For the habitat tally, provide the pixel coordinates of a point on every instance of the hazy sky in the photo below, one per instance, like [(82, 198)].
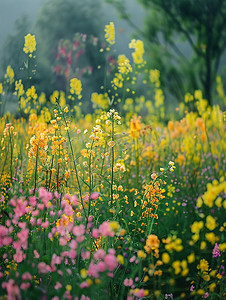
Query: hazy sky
[(11, 10)]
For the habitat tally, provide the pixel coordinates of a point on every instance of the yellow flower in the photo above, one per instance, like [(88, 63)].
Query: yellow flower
[(135, 127), (120, 259), (124, 66), (210, 223), (191, 258), (203, 265), (1, 88), (75, 86), (9, 74), (110, 33), (165, 258), (139, 51), (30, 44)]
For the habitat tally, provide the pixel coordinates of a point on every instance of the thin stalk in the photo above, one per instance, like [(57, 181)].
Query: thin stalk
[(112, 159), (73, 157), (36, 169), (11, 155), (4, 164), (137, 161), (90, 182), (50, 176)]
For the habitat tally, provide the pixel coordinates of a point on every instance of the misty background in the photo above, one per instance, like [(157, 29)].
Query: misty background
[(182, 70)]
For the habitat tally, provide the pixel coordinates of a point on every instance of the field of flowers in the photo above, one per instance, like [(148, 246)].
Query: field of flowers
[(126, 202)]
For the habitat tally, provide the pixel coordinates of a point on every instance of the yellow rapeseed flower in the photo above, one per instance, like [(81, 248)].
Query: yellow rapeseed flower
[(30, 44), (110, 33)]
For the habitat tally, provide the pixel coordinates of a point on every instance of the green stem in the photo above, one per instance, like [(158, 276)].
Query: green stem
[(112, 159), (36, 170)]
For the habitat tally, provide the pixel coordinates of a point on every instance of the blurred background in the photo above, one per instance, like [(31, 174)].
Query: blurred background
[(184, 39)]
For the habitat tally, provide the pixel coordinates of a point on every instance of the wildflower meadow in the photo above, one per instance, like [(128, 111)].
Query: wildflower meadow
[(123, 200)]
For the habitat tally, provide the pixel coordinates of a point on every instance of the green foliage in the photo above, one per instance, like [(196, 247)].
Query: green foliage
[(174, 29), (61, 19), (13, 54)]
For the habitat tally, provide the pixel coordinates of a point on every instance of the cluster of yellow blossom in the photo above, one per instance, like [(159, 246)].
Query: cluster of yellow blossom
[(9, 75), (180, 267), (39, 145), (60, 96), (135, 127), (154, 76), (138, 46), (110, 33), (195, 229), (76, 87), (1, 89), (152, 244), (100, 100), (64, 221), (124, 66), (117, 81), (213, 190), (30, 44), (173, 243), (19, 88)]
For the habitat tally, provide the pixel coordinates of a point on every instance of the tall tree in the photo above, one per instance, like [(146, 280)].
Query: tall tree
[(201, 24), (61, 19)]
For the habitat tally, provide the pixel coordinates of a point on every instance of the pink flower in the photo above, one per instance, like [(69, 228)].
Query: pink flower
[(93, 271), (216, 251), (45, 224), (83, 297), (43, 268), (26, 276), (95, 233), (111, 262), (40, 206), (101, 267), (99, 254), (85, 255), (94, 196), (105, 229), (19, 256), (25, 285), (192, 288), (57, 286), (128, 282), (132, 259), (13, 291), (78, 230), (36, 254), (84, 285)]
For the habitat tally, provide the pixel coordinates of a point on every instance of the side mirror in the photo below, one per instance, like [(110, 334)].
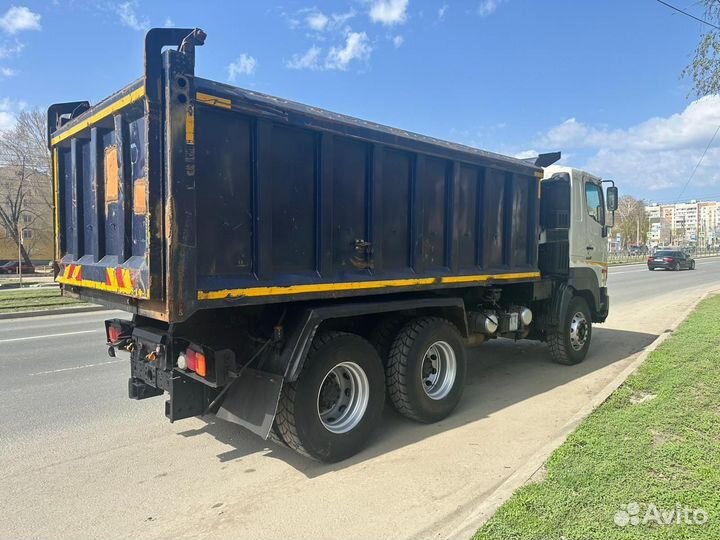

^^^^^^^^^^^^^^^^

**What you need to do:**
Please copy out every row above word for word, leaving out the pictures.

**Completed task:**
For the habitat tally, provide the pixel coordinates of a point on every instance of the hazy sky in the photo below, one per instance, like [(82, 198)].
Query: hazy sky
[(11, 10)]
For the habitat tally, provide the pixel coordinates of a point on every instance of the yellow flower in the photo above, one per instance, like [(88, 63)].
Query: yellow flower
[(135, 127), (120, 259), (124, 66), (210, 223), (191, 258), (203, 265), (1, 88), (75, 86), (9, 74), (110, 33), (165, 258), (139, 51), (30, 44)]
For the habitat tally, provide the pixel coordinates of a point on every instance of the thin stalk in the photo above, one per instance, like [(57, 181)].
Query: thin stalk
[(112, 159), (73, 157), (36, 169), (11, 155), (4, 164), (137, 161), (90, 182), (50, 176)]
For the habitat tally, provide the pixel coordinates of a point on every instance of the misty background in the photo above, one per instance, like [(157, 29)].
Query: misty background
[(182, 70)]
For the habitat tally, provide the pixel coordinates of a point on every instance of the field of flowers in the photo above, one per instance, like [(148, 246)].
Query: field of flowers
[(126, 202)]
For the habitat tally, provide the pixel coordinates of a point on every instance of the yellow rapeseed flower in the photo above, one per instance, like [(81, 248)].
Query: yellow rapeseed flower
[(30, 44), (110, 33)]
For the habitat tally, provide the pixel coordinates of a point on every instance of the green stem in the photo above, one per instance, like [(158, 276)].
Query: green stem
[(112, 159), (36, 170)]
For the habitat tally, provide the pixel coordinates of a point on every instance of the blurred background in the photo above, one per instance, like [(31, 174)].
Query: blurred background
[(184, 39)]
For the habitat tally, provide the pixel coordinates of a point on every instance of the wildflower meadow in the photo above, one per instance, like [(128, 111)].
Query: wildflower meadow
[(123, 200)]
For the habitat tally, provide the pixel coordinates of a point on every instance of the green foliage in the photo above, one per instance, like [(196, 247)].
Query: green foliage
[(174, 29), (61, 19), (13, 54)]
For the habitat tally, provide the pixel coordinates of a point on every instance of the cluster of yellow blossom in the photo above, one per instance, like [(159, 246)].
Query: cluster of yellow blossom
[(9, 75), (180, 267), (39, 145), (60, 96), (135, 127), (154, 76), (138, 46), (110, 33), (195, 229), (76, 87), (1, 89), (152, 244), (100, 100), (64, 221), (124, 66), (117, 81), (213, 190), (30, 44), (173, 243), (19, 88)]
For the habitat tally, provide the pixel coordinates of a point on every instance of the tall tree in the photo above, one per instance, like [(146, 280)].
Query: tall tree
[(201, 24), (61, 19)]
For the habitat tally, provide the pixel coordinates of a point on every instance of the pink flower in the photo above, one per instance, like [(69, 228)].
Query: pink flower
[(93, 271), (216, 251), (45, 224), (83, 297), (43, 268), (26, 276), (95, 233), (111, 262), (40, 206), (101, 267), (99, 254), (85, 255), (94, 196), (105, 229), (19, 256), (25, 285), (192, 288), (57, 286), (128, 282), (132, 259), (13, 291), (78, 230), (36, 254), (84, 285)]
For the habitat tally, provide the pixel coordinates of a point on every instance of the side mirror in the photo below, one per instance, like [(110, 334)].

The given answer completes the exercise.